Referring expression pointing data:
== Segment start ==

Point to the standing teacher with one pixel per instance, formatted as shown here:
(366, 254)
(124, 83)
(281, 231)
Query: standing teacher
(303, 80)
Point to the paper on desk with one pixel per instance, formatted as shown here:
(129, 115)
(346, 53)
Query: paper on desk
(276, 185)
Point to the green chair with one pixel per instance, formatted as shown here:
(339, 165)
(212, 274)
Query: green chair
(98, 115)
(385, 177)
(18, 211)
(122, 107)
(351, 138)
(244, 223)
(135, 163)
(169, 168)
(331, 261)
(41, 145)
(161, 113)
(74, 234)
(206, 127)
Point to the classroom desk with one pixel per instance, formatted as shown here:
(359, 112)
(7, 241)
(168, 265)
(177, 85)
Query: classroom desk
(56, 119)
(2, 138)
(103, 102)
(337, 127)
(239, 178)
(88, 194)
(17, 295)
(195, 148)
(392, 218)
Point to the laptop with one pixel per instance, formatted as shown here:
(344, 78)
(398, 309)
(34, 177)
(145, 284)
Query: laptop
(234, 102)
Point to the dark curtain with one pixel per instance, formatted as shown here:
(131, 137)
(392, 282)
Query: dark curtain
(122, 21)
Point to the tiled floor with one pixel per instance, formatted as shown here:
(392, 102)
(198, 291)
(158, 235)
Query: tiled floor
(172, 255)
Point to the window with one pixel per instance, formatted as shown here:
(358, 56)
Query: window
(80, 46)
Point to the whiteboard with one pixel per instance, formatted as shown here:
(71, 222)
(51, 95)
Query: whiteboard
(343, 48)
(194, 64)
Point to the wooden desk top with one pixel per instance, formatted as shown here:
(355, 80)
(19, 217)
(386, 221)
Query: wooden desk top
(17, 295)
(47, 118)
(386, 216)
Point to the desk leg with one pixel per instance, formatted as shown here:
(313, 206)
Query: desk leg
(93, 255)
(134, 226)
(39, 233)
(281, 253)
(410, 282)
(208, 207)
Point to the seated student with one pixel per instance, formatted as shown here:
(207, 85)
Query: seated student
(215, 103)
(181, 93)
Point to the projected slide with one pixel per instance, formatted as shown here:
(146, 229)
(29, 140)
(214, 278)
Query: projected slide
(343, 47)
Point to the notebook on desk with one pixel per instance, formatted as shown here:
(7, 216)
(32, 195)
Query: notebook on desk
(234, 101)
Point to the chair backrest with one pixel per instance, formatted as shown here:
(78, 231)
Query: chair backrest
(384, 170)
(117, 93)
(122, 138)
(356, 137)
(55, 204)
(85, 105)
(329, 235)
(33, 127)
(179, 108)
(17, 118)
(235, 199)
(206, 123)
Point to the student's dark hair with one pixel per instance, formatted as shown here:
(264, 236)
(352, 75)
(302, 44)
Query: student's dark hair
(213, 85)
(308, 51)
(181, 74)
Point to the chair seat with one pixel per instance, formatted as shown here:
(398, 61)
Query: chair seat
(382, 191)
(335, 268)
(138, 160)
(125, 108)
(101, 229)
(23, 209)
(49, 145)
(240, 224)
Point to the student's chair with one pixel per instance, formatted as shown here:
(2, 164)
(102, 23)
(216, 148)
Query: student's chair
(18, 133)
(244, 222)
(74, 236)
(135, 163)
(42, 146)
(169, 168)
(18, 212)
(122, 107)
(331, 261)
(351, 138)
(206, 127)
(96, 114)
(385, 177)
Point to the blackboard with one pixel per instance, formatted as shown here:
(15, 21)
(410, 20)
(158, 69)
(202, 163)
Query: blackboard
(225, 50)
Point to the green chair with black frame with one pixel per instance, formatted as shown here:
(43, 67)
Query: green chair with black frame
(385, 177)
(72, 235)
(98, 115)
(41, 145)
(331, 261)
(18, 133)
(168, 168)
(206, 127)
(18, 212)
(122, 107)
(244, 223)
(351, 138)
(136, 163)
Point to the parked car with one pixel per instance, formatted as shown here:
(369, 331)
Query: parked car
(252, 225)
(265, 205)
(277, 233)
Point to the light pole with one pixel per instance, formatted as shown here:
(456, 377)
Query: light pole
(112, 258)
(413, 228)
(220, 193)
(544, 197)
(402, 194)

== Segment end ==

**WHAT YOU SHOULD DO:**
Give back all the records above exactly as they were written.

**WRITTEN SOLUTION:**
Point to the standing teacher with one pixel per instance, formatted as shown here:
(366, 254)
(124, 83)
(281, 231)
Query: standing teacher
(303, 80)
Point to the paper on desk with one pixel per instance, formatted as shown here:
(129, 115)
(346, 53)
Query: paper on desk
(276, 185)
Point to the green chair with one pixel per instance, formatted as shown here:
(339, 165)
(212, 274)
Query: green chair
(98, 115)
(385, 177)
(18, 211)
(122, 107)
(351, 138)
(244, 223)
(135, 163)
(169, 168)
(331, 261)
(41, 145)
(161, 113)
(74, 234)
(206, 127)
Point to the classroom desk with one pixel per instance, formatted as shown here:
(359, 112)
(7, 241)
(168, 265)
(177, 85)
Query: classroom desk
(56, 119)
(2, 138)
(103, 102)
(337, 127)
(239, 178)
(88, 194)
(17, 295)
(195, 148)
(392, 218)
Point to the laptop with one pixel per instance, formatted as shown here:
(344, 78)
(398, 309)
(34, 177)
(145, 284)
Query: laptop
(234, 102)
Point to the dark curtain with one pixel per instance, formatted as shown here:
(131, 137)
(392, 282)
Query: dark curtain
(122, 21)
Point to the tiled floor with one pixel per instance, formatted as shown here:
(392, 102)
(198, 291)
(158, 235)
Query: tiled floor
(172, 255)
Point to the window with one pixel per instance, formatted as shown here:
(358, 56)
Query: window
(80, 46)
Point to the whiteboard with one pixel per instance, formatted as shown here:
(71, 222)
(51, 95)
Query: whiteboard
(343, 48)
(194, 64)
Point to the wooden desk top with one pixel per instance, formatted as shown here:
(355, 80)
(19, 217)
(386, 221)
Query: wooden desk top
(17, 295)
(47, 118)
(386, 216)
Point to the desk leg with one pixel per instance, formatted as shown here:
(313, 206)
Query: desk leg
(93, 255)
(134, 226)
(39, 233)
(281, 253)
(410, 282)
(208, 207)
Point to the seated student with one pixel per instance, formatted as shown here:
(207, 85)
Query: seated student
(215, 103)
(181, 93)
Point to the projected slide with one pixel per instance, formatted as shown here:
(146, 229)
(29, 140)
(214, 278)
Query: projected slide
(343, 47)
Point to the notebook on desk with one pixel per instance, formatted as shown here:
(7, 216)
(32, 195)
Query: notebook on desk
(234, 101)
Point to the chair backrest with one pixel per instance, formatted as shown here:
(78, 231)
Query: chair backrest
(384, 170)
(117, 93)
(122, 138)
(356, 137)
(55, 204)
(85, 105)
(329, 235)
(33, 127)
(179, 108)
(17, 118)
(235, 199)
(206, 123)
Point to the student's dark hair with one pixel per instance, formatted as shown here:
(264, 236)
(352, 75)
(302, 44)
Query: student's dark hair
(213, 85)
(308, 51)
(181, 74)
Point to the chair seat with one pixel per instance, formatted as shown here:
(398, 61)
Query: chair seat
(382, 191)
(335, 268)
(138, 160)
(125, 108)
(101, 229)
(23, 209)
(49, 145)
(240, 224)
Point to the student's chair with one pixel per instance, formatted as shown here:
(2, 164)
(102, 23)
(216, 148)
Query: student's chair
(18, 133)
(244, 222)
(74, 236)
(135, 163)
(42, 146)
(169, 168)
(18, 212)
(122, 107)
(331, 261)
(351, 138)
(206, 127)
(96, 114)
(385, 177)
Point to the blackboard with one pixel per instance, formatted as shown here:
(15, 21)
(410, 20)
(158, 69)
(202, 163)
Query: blackboard
(225, 50)
Point to the green chair with black frame with one pixel per instance, formatted as shown here:
(43, 67)
Query: green chair with black frame
(385, 177)
(72, 235)
(98, 115)
(41, 145)
(331, 261)
(18, 133)
(168, 168)
(206, 127)
(18, 212)
(122, 107)
(244, 223)
(351, 138)
(136, 163)
Point to the parked car with one pixel per instance, formatted as shown here:
(369, 331)
Query: parked car
(252, 225)
(265, 205)
(277, 233)
Point to the light pole with one pixel per instance, formatted as shown here:
(456, 377)
Query: light pole
(112, 258)
(413, 228)
(220, 193)
(544, 197)
(402, 194)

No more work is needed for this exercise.